Exercise objective: A stretch of the entries below is to be set down exactly, running from the line with "Tag the long" through the line with "[[46, 147], [155, 192]]", both included, and no other line.

Given data:
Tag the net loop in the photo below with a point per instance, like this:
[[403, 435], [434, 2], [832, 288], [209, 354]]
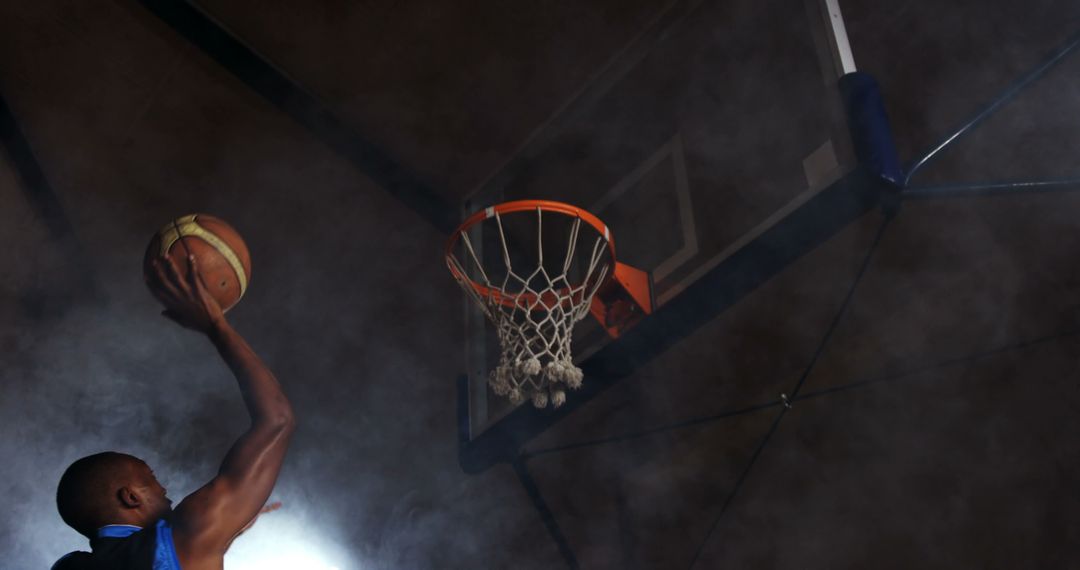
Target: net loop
[[532, 309]]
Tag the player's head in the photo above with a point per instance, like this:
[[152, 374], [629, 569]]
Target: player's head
[[110, 488]]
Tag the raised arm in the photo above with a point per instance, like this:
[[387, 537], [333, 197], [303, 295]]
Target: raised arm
[[205, 523]]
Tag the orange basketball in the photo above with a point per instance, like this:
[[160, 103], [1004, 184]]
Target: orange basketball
[[220, 254]]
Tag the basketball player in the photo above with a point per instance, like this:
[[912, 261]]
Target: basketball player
[[116, 501]]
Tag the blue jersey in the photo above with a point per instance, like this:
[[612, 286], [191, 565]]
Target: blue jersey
[[126, 547]]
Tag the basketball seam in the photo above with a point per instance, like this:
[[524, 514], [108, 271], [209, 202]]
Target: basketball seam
[[186, 227]]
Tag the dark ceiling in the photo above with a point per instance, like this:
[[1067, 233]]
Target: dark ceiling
[[937, 424]]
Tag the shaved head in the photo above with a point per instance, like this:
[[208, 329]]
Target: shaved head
[[86, 496]]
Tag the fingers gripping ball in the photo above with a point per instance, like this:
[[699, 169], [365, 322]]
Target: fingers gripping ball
[[221, 256]]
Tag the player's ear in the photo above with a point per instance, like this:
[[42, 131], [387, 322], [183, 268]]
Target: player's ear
[[129, 498]]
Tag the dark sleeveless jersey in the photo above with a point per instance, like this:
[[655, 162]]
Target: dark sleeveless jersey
[[126, 547]]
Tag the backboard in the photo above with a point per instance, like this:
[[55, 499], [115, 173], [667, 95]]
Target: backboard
[[697, 139]]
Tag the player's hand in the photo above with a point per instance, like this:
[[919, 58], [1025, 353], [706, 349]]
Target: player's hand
[[186, 298]]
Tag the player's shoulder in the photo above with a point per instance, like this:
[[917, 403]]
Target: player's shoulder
[[75, 560]]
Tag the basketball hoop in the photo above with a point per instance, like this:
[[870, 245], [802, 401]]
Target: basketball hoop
[[535, 301]]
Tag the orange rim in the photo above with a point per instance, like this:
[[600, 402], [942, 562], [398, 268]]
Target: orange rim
[[511, 207]]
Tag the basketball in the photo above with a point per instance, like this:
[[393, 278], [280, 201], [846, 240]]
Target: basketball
[[223, 258]]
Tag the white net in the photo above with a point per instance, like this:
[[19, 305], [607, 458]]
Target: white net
[[534, 308]]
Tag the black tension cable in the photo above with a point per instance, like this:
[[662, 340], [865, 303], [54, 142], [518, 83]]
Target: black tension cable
[[806, 372]]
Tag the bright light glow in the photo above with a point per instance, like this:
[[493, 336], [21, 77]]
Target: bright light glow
[[282, 541]]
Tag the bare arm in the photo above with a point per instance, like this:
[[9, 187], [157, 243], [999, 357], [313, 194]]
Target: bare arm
[[205, 523]]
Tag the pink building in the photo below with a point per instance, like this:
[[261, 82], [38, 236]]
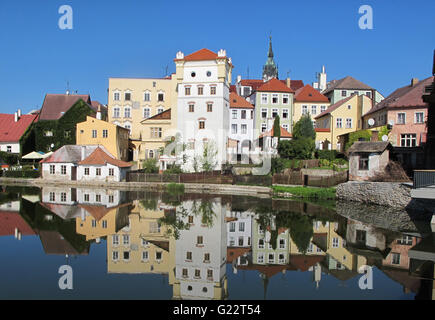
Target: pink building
[[406, 114]]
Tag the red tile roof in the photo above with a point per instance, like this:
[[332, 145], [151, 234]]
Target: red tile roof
[[335, 106], [203, 54], [284, 133], [237, 101], [11, 220], [99, 157], [308, 93], [274, 85], [255, 83], [11, 131], [408, 96], [55, 105]]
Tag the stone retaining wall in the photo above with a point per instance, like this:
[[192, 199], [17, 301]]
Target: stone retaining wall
[[395, 195]]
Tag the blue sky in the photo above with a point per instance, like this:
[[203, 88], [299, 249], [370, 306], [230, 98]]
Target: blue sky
[[135, 38]]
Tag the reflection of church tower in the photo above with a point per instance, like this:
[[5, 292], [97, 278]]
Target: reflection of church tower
[[270, 69]]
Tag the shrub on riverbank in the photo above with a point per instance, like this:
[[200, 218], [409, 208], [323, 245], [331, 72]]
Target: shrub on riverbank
[[307, 193]]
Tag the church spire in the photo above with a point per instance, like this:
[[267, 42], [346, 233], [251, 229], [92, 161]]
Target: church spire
[[270, 69]]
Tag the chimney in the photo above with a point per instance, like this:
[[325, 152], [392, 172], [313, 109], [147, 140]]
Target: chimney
[[83, 156]]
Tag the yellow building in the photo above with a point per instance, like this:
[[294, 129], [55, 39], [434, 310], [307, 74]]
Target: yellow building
[[98, 132], [131, 101], [308, 101], [141, 247], [342, 117], [101, 221]]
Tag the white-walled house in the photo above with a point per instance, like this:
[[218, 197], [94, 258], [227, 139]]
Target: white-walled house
[[204, 79], [241, 118], [83, 163], [200, 252]]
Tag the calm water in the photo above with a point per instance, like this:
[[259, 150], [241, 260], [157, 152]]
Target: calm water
[[139, 245]]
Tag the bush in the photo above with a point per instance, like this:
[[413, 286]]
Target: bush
[[301, 148], [326, 154], [21, 174], [150, 166]]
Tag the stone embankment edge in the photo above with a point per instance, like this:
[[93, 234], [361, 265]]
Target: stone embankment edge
[[226, 189]]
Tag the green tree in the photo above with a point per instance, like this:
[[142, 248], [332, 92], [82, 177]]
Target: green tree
[[304, 128]]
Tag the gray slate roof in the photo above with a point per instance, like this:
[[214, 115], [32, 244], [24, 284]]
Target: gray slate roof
[[367, 146]]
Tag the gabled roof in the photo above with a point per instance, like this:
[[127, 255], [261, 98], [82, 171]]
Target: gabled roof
[[347, 83], [369, 146], [10, 220], [55, 105], [202, 54], [165, 115], [255, 83], [274, 85], [70, 154], [102, 158], [308, 93], [284, 133], [408, 96], [11, 131], [335, 106], [237, 101]]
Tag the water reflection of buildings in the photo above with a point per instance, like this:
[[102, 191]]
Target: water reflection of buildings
[[200, 251]]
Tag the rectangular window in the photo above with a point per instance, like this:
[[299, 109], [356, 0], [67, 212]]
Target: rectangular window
[[264, 98], [363, 162], [419, 117], [232, 226], [264, 113], [274, 113], [401, 118], [285, 99], [395, 258], [274, 98], [285, 113], [146, 96], [408, 140]]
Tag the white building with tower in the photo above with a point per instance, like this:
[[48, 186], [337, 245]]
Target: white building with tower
[[203, 83]]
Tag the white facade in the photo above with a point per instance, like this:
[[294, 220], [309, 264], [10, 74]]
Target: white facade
[[200, 254], [10, 147], [241, 128], [196, 121]]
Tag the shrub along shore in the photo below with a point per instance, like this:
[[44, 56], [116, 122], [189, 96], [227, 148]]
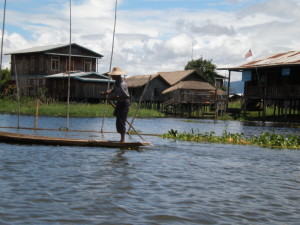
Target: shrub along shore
[[28, 106], [268, 140]]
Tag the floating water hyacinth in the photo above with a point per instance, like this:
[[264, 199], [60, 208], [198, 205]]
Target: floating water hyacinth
[[265, 139]]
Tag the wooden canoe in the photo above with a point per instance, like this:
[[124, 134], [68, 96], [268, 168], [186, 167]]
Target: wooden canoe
[[43, 140]]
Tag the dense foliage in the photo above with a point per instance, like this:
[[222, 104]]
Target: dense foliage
[[4, 79], [265, 139], [204, 67]]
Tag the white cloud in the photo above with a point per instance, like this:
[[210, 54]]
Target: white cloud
[[148, 41]]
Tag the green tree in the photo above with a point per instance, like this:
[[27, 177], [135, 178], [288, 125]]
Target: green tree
[[204, 67], [4, 78]]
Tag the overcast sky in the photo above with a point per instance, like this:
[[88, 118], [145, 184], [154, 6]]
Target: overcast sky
[[157, 35]]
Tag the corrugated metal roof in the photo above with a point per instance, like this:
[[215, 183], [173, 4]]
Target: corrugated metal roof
[[81, 76], [190, 85], [176, 76], [279, 59], [48, 48], [139, 80]]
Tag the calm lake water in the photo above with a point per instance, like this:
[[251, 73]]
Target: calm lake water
[[169, 182]]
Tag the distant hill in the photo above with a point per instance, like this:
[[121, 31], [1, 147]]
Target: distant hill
[[237, 87]]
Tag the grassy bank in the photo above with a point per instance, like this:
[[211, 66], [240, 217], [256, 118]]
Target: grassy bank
[[28, 107], [268, 140]]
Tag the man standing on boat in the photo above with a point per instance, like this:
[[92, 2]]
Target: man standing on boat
[[119, 92]]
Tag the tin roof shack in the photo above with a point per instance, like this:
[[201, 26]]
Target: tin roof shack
[[272, 81], [188, 93], [147, 88], [33, 64], [84, 86]]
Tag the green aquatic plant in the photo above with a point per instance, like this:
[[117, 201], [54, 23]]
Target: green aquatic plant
[[269, 140]]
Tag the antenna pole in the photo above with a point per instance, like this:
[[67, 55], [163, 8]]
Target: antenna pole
[[3, 28]]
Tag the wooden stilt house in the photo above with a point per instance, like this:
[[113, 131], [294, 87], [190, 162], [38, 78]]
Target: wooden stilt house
[[84, 86], [33, 64], [173, 89], [147, 89], [272, 81]]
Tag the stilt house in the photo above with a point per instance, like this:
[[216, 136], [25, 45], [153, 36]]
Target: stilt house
[[172, 88], [33, 64], [147, 88], [272, 80], [84, 86]]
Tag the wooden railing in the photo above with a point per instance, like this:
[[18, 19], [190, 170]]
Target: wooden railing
[[271, 92]]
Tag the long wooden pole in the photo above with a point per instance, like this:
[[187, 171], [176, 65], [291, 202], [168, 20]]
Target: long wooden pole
[[128, 122], [3, 28], [110, 64], [138, 107], [69, 73], [18, 91]]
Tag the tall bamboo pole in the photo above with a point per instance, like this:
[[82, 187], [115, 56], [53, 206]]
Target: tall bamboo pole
[[69, 72], [3, 28], [111, 57]]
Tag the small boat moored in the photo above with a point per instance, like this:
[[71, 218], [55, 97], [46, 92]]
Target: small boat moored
[[44, 140]]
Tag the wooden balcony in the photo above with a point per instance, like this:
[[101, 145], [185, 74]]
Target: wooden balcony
[[273, 92]]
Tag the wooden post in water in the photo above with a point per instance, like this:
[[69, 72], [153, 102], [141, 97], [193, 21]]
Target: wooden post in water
[[36, 113]]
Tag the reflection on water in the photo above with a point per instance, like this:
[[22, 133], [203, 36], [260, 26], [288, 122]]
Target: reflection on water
[[170, 182]]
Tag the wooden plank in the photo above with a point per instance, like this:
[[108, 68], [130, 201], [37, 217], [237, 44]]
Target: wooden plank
[[43, 140]]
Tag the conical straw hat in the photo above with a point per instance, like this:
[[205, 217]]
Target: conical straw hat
[[116, 72]]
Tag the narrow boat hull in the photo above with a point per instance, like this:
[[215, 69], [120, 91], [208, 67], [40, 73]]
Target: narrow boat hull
[[43, 140]]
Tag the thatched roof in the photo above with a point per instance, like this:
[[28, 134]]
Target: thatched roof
[[139, 80], [176, 76], [190, 85], [280, 59], [47, 48]]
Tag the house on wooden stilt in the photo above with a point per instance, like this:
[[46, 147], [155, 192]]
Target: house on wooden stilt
[[147, 89], [272, 81], [31, 65], [84, 86]]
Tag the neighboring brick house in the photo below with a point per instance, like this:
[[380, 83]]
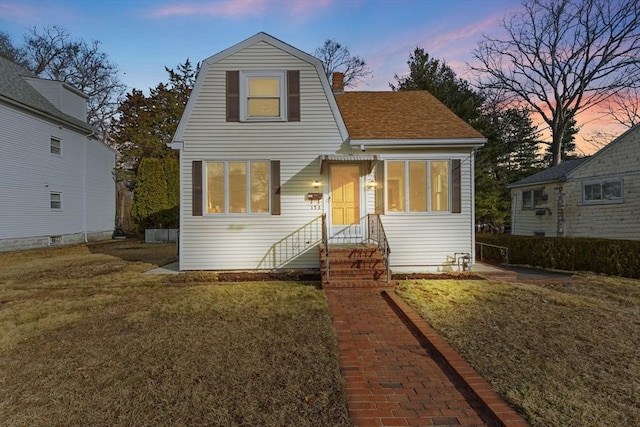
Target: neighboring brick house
[[597, 196]]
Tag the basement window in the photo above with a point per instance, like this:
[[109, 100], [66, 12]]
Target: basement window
[[55, 201], [55, 146], [602, 192]]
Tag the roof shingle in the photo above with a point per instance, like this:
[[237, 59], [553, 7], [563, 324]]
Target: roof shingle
[[414, 114]]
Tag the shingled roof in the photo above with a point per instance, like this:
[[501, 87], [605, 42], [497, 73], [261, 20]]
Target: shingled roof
[[555, 173], [15, 90], [414, 114]]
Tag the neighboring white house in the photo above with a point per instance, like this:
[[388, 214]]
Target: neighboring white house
[[597, 196], [56, 178], [267, 147]]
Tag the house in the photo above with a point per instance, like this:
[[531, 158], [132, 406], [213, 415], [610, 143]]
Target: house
[[275, 164], [56, 178], [597, 196]]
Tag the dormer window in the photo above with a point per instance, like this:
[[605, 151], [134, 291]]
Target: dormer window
[[258, 96], [262, 96]]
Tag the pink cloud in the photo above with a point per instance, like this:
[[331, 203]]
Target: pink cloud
[[241, 8], [17, 11]]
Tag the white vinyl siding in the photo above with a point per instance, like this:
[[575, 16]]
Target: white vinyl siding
[[422, 242], [55, 146], [55, 201], [226, 242], [615, 163], [242, 241], [29, 173]]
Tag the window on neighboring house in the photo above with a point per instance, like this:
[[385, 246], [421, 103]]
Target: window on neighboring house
[[418, 185], [262, 96], [532, 198], [602, 192], [55, 201], [55, 146], [237, 186]]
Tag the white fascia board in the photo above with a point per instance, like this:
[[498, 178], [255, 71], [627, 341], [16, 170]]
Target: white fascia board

Task solution:
Tag the long wooden pole in the photo above with a point per instance, like this:
[[187, 171], [176, 65], [291, 202], [168, 20]]
Target: long wooden pole
[[128, 122], [3, 28], [110, 64], [138, 107], [69, 73], [18, 91]]
Tag the tall bamboo pole in the photo above with a point per instance, like this:
[[82, 187], [115, 56], [53, 206]]
Target: tall bamboo pole
[[69, 72], [3, 28], [111, 57]]
Tag the small boat moored in the photo above with a point per instance, like this:
[[71, 218], [55, 97], [46, 92]]
Target: small boat moored
[[44, 140]]
Tag the wooden balcony in the photo above with a point per instance, like this:
[[101, 145], [185, 74]]
Target: wooden balcony
[[273, 92]]
Tag the wooden post in water in the photo above with a point per instance, like this:
[[69, 72], [153, 102], [141, 97], [193, 21]]
Target: wooden post in water
[[36, 113]]
Tag the reflection on water in the photo above with a point per instance, like this:
[[22, 133], [203, 36], [260, 26], [288, 122]]
Target: reflection on water
[[170, 182]]
Tag the wooden plank in the photo above with a point per instance, like this:
[[108, 68], [130, 201], [37, 217], [237, 44]]
Target: wooden plank
[[43, 140]]
Tag the conical straw hat in the photo above with a point per instance, like this:
[[205, 217]]
Target: conical straw hat
[[116, 72]]
Tag the narrow boat hull in the photo above with a point per instance, like this:
[[215, 69], [120, 91], [208, 67], [40, 73]]
Target: narrow boat hull
[[43, 140]]
Tag the thatched roof in the photo above with a point per instance, like this:
[[28, 134]]
Target: thatched roof
[[139, 80], [176, 76], [190, 85], [280, 59], [47, 48]]
Tag the house on wooden stilt in the photo above with a point per instance, like this:
[[46, 147], [155, 192]]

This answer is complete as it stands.